**Exercise instructions:** In the parliamentary debate excerpt, which numbered amendment was not moved?

**Given passage:**
I hope that I have said enough to explain to the noble Lord why the provisions are proportionate, will be necessary, and can be dealt with perfectly properly.

Lord Mancroft: I am grateful to the noble Baroness for her explanation, which was full and detailed as it always is. I am not certain still. I entirely understand the purpose, and I understand how the clauses both in England and Wales and in Northern Ireland fit together, but I am not certain how a defendant would know that, or a person—we do not know whether they are a defendant yet. I am not sure how they would know, and I am not sure what the inferences are that were proper or improper. I will read with care what the noble Baroness said. In the mean time, I beg leave to withdraw the amendment.

Amendment, by leave, withdrawn.

Baroness Scotland of Asthal moved Amendment No. 2:

The noble Baroness said: These are technical amendments, which are a means of remedying the fact that by error both the SOCA Bill and the Drugs Bill were drafted to insert a new paragraph 35B into Schedule 4 to the Police Reform Act 2002. They ensure that the Drugs Bill inserts a new paragraph 35C after paragraph 35C inserted by the SOCA Bill, and no longer inserts a second paragraph 35B. I beg to move.

On Question, amendment agreed to.

Clause 3, as amended, agreed to.

Clause 4 [Drug offence searches: Northern Ireland]:

[Amendment No. 3 not moved.]

Clause 4 agreed to.

**Records provided:**
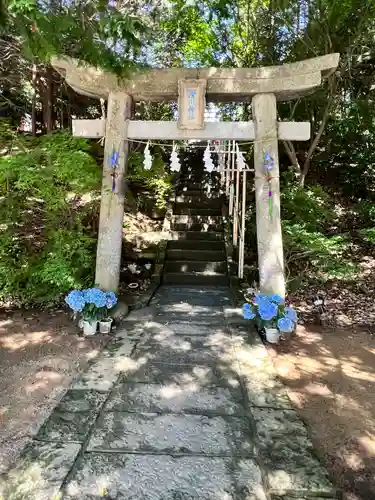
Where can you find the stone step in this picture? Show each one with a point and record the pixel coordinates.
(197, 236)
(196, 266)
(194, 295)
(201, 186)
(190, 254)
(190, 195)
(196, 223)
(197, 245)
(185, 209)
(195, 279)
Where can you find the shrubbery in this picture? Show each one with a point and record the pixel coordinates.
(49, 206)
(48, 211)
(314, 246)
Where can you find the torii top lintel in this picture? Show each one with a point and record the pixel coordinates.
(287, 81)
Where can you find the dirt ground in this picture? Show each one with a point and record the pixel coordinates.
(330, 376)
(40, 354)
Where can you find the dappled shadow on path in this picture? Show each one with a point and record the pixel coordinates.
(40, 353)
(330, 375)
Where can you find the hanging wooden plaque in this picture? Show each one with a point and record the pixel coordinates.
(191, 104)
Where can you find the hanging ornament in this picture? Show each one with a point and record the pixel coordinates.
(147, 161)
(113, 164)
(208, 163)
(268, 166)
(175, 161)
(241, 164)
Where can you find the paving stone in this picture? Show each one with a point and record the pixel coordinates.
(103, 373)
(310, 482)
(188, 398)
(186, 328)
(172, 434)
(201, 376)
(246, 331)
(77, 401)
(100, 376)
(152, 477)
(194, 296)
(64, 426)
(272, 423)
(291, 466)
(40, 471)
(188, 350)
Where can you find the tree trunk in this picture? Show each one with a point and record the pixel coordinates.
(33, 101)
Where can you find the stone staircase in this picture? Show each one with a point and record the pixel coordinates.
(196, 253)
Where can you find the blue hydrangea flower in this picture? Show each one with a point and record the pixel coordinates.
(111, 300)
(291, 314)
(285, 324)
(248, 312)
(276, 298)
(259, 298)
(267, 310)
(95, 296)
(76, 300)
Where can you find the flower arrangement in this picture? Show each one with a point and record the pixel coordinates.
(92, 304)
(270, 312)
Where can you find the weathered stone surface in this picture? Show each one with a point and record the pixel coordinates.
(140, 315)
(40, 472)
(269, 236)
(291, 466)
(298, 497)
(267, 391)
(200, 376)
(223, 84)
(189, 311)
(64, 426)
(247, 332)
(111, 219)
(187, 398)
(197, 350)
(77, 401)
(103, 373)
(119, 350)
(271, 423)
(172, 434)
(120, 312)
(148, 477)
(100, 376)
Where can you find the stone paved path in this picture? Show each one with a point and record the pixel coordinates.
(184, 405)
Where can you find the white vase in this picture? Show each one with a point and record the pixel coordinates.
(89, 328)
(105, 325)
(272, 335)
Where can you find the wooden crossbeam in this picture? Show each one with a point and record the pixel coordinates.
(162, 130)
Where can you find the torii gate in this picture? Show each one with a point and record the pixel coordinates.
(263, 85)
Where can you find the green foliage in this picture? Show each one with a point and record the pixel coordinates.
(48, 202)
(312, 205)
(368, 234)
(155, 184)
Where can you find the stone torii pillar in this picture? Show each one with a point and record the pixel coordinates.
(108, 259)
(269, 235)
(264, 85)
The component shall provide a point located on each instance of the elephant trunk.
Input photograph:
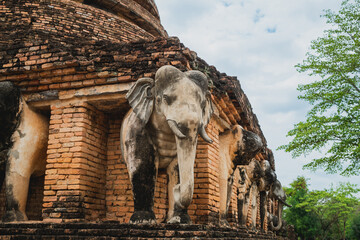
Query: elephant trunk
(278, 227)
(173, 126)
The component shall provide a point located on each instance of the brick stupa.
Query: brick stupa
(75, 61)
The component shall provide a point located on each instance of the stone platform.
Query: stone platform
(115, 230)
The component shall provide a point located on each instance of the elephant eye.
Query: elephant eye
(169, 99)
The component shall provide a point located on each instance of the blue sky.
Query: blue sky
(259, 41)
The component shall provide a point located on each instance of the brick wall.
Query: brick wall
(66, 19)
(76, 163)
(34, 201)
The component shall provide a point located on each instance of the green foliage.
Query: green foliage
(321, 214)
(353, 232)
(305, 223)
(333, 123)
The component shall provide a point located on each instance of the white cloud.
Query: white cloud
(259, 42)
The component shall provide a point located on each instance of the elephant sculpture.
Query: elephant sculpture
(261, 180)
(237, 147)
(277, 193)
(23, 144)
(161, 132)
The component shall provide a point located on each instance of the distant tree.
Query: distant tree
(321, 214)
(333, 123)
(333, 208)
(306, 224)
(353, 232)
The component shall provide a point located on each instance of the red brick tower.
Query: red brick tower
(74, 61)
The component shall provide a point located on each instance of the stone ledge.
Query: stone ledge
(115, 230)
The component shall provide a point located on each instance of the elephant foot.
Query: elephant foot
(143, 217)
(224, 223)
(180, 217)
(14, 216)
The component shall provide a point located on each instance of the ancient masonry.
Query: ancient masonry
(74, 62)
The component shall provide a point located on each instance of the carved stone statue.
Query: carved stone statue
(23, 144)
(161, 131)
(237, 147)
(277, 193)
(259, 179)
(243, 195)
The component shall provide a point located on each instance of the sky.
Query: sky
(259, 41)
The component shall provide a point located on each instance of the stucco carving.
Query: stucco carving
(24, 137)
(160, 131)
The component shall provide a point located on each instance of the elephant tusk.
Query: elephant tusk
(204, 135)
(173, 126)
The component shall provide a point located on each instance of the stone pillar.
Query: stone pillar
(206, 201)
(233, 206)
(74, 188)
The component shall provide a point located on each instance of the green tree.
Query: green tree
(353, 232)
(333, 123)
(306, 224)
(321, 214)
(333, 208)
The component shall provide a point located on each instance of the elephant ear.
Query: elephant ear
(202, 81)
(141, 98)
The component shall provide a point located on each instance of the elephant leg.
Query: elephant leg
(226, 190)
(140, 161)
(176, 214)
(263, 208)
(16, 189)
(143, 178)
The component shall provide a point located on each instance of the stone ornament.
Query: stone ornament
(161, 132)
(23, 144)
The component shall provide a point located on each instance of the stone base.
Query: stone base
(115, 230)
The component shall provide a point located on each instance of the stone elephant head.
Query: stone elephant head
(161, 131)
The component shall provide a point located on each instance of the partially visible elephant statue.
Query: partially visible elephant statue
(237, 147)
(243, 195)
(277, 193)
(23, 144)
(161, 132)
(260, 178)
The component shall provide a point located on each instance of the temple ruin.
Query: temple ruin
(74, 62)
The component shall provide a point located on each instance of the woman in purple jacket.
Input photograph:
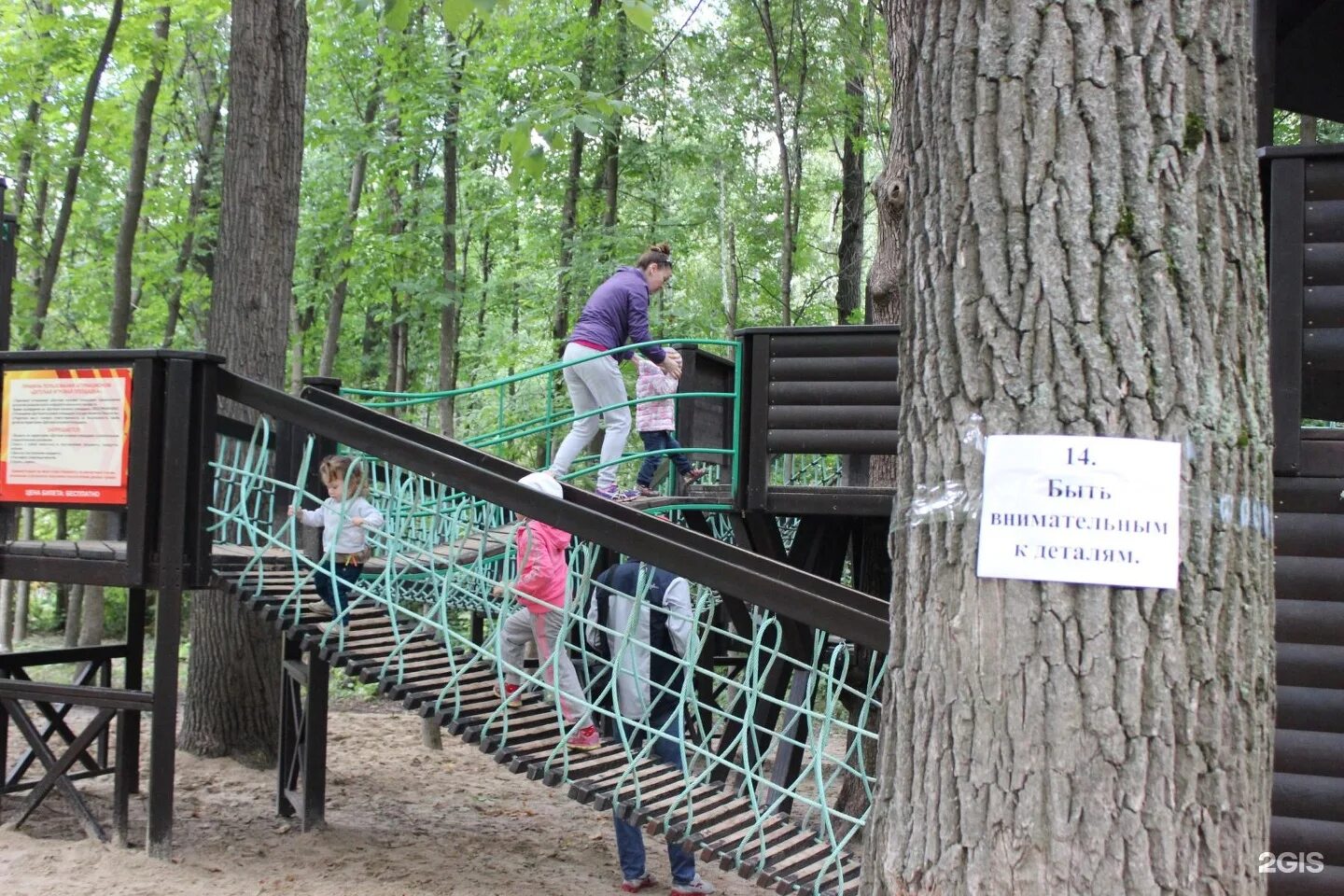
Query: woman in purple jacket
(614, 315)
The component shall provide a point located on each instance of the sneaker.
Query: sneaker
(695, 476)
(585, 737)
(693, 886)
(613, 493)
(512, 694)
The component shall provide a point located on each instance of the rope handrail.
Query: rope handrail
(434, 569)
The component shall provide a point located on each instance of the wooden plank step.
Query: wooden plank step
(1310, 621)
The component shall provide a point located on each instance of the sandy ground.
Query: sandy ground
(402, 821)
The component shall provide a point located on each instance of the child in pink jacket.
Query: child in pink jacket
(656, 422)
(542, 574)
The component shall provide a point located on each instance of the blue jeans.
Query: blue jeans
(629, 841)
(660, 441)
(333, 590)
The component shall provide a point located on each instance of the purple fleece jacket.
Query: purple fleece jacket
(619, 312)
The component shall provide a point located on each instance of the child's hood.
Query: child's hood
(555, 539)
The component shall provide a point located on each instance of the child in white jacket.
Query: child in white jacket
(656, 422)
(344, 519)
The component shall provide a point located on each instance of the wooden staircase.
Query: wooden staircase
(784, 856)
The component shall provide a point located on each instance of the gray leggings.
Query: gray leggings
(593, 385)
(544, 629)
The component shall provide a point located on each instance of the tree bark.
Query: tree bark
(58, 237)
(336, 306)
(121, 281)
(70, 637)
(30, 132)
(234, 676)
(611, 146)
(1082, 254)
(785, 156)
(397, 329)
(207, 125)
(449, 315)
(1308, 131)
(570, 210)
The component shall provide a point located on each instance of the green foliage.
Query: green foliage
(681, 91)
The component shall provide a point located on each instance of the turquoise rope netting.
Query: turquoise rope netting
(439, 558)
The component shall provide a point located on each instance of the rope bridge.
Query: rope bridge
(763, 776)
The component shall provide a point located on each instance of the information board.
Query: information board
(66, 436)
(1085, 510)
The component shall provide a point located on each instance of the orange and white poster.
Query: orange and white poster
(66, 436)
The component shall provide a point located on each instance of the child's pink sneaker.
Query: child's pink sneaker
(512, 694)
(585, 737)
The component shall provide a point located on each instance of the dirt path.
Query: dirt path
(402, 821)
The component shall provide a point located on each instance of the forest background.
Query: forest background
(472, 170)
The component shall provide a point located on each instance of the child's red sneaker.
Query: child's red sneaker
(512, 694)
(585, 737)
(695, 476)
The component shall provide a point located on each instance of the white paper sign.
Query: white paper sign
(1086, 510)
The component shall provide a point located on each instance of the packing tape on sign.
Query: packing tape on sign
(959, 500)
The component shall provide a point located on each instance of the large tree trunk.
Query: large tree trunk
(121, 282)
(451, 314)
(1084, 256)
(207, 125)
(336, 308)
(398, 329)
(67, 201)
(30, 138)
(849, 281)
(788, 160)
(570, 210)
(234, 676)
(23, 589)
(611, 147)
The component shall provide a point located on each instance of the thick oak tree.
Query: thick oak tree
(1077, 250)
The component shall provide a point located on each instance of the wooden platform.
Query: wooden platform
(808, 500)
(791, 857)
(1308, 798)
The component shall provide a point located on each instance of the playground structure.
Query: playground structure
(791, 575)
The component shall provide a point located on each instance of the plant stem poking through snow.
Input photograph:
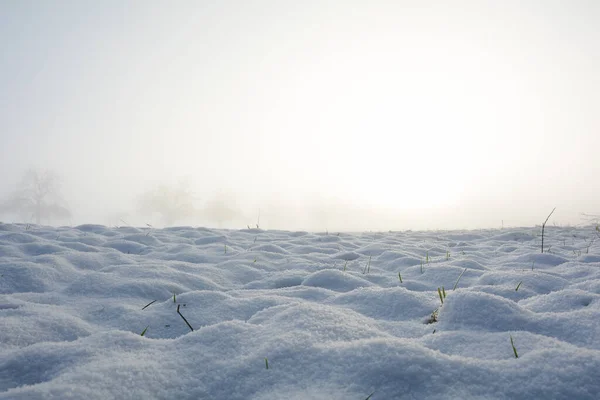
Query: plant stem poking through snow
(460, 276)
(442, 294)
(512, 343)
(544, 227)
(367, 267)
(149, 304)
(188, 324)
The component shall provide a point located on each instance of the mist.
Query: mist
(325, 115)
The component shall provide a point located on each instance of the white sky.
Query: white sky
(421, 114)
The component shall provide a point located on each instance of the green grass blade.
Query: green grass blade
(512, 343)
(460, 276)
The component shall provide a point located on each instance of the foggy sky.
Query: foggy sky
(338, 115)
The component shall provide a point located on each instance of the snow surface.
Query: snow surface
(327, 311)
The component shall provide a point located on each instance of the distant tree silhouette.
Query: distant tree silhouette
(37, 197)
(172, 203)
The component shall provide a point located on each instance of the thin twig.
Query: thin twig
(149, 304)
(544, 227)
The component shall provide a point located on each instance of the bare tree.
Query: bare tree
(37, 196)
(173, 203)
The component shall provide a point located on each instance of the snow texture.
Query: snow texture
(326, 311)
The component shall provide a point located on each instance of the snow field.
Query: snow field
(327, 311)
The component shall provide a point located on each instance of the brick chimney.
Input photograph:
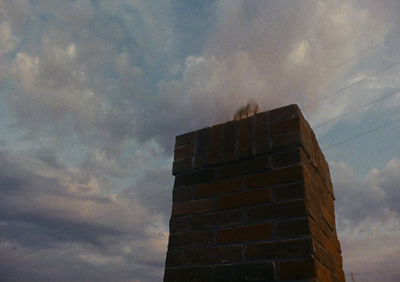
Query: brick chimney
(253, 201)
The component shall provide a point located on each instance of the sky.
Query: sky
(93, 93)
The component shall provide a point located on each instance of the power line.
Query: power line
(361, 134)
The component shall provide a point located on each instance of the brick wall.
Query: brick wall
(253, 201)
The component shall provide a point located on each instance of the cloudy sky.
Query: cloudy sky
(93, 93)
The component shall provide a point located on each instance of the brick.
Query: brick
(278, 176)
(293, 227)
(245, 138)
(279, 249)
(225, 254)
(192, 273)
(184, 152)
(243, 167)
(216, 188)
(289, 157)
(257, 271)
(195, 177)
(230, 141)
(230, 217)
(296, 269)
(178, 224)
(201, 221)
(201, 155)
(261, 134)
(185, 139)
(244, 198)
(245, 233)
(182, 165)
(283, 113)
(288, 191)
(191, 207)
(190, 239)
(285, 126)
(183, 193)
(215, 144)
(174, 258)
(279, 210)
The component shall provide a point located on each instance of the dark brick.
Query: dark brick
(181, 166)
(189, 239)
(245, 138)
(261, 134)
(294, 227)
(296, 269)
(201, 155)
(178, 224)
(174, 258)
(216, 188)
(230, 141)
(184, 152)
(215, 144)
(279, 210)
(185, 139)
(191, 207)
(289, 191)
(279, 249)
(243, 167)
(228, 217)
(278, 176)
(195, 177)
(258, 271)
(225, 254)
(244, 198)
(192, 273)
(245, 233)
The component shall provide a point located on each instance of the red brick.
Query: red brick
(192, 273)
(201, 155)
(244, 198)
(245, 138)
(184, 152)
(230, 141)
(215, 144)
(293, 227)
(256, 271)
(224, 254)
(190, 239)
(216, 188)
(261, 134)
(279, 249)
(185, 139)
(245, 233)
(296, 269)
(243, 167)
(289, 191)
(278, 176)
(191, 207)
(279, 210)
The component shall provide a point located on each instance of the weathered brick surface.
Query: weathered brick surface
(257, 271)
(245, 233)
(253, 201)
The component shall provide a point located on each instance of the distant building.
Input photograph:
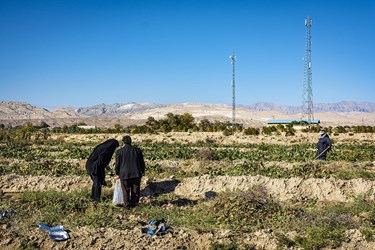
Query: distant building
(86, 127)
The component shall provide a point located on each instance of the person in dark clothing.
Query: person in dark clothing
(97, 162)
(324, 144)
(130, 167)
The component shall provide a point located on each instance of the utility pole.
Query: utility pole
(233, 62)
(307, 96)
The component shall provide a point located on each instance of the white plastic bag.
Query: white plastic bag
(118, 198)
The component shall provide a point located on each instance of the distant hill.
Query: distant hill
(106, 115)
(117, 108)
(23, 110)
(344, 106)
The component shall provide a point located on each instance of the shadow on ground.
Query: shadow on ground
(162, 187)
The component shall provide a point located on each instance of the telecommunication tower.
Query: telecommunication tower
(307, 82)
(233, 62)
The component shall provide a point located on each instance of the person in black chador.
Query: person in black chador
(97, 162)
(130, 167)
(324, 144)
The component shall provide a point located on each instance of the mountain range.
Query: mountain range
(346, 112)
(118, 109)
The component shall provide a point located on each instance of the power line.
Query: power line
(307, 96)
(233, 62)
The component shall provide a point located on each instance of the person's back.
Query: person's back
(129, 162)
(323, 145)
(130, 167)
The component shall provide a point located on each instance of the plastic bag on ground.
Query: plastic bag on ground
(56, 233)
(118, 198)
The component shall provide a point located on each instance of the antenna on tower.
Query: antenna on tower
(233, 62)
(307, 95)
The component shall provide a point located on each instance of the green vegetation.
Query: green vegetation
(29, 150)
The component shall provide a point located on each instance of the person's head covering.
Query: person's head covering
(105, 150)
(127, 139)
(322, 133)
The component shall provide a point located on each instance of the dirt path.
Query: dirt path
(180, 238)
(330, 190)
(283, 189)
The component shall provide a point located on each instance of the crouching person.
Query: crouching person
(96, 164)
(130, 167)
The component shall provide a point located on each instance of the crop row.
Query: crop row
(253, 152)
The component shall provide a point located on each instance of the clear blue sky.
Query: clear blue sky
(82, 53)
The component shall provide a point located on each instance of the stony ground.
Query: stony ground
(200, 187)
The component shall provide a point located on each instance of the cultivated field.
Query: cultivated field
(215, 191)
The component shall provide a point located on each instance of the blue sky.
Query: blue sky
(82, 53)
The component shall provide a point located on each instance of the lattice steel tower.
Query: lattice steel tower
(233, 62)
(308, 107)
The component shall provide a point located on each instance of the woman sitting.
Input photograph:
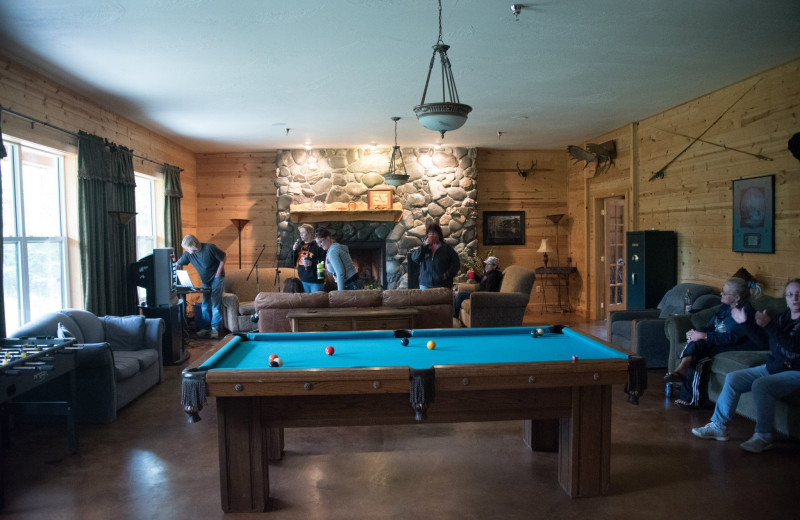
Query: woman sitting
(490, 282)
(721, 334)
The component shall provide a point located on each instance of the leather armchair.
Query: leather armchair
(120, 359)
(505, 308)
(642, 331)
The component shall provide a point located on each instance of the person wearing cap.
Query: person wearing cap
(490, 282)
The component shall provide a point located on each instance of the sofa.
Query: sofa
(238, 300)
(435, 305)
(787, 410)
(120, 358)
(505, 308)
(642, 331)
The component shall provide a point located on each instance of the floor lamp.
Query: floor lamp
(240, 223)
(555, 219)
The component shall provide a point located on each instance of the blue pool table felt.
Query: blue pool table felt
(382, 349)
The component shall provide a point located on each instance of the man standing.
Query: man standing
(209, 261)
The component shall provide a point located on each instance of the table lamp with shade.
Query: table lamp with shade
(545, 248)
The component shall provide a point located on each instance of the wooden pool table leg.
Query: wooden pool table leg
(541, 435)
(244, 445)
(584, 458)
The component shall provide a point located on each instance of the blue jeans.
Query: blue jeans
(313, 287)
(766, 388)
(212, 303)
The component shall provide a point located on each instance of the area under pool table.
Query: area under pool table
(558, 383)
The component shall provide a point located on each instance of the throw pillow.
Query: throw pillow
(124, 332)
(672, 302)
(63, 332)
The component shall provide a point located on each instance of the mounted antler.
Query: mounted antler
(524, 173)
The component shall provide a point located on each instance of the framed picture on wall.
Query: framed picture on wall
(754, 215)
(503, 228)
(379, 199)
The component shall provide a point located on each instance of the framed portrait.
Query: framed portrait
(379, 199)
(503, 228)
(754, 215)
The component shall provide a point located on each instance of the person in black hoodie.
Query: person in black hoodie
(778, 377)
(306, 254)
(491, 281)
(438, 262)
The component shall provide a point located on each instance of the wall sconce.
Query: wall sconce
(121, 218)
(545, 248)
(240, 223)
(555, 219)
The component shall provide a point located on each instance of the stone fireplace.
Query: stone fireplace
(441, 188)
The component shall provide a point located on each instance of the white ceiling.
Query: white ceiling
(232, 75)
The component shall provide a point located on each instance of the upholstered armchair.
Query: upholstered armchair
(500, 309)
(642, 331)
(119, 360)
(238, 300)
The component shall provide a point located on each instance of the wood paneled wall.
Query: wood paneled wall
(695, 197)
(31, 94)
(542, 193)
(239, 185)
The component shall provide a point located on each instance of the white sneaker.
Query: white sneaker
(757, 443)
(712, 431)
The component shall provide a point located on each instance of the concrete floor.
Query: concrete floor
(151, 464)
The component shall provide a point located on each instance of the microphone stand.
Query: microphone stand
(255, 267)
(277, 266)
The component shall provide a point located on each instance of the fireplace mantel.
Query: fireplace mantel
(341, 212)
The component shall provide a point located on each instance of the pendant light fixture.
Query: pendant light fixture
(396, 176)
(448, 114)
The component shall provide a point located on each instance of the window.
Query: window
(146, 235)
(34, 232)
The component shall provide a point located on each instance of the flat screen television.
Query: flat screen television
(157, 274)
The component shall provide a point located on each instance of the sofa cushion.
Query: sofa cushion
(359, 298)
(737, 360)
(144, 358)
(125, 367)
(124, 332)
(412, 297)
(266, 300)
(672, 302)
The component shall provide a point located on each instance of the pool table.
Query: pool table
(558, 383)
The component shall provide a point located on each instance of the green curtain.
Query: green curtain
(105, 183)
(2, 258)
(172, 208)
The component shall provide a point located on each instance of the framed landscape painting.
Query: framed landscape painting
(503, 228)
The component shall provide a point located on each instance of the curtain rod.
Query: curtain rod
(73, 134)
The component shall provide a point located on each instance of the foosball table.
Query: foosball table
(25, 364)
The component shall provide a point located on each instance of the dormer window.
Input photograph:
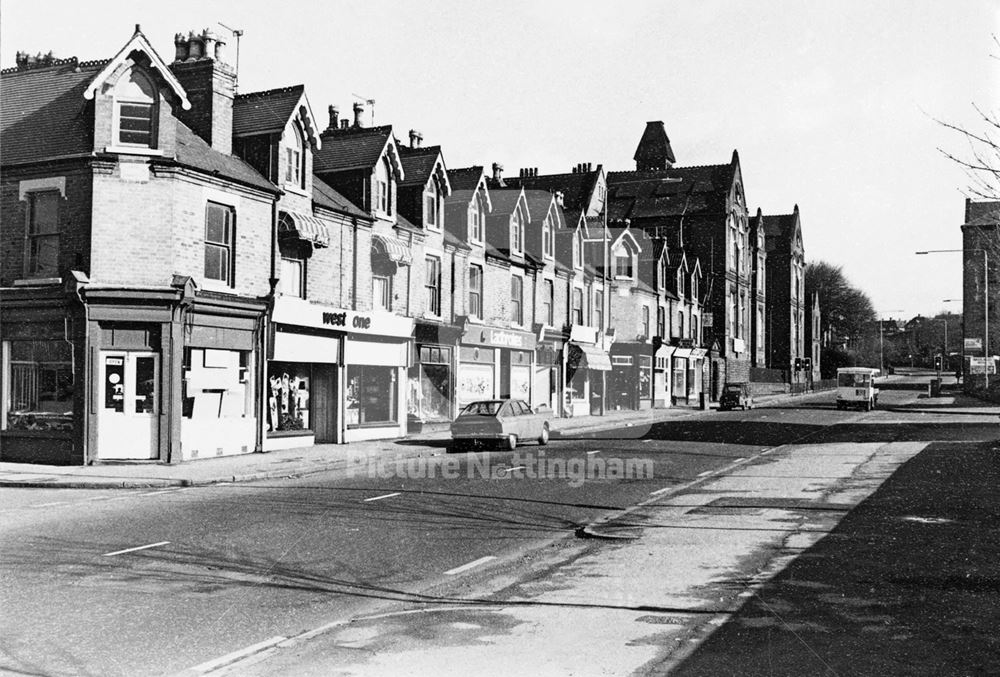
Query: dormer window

**Task solution:** Amendment No. 3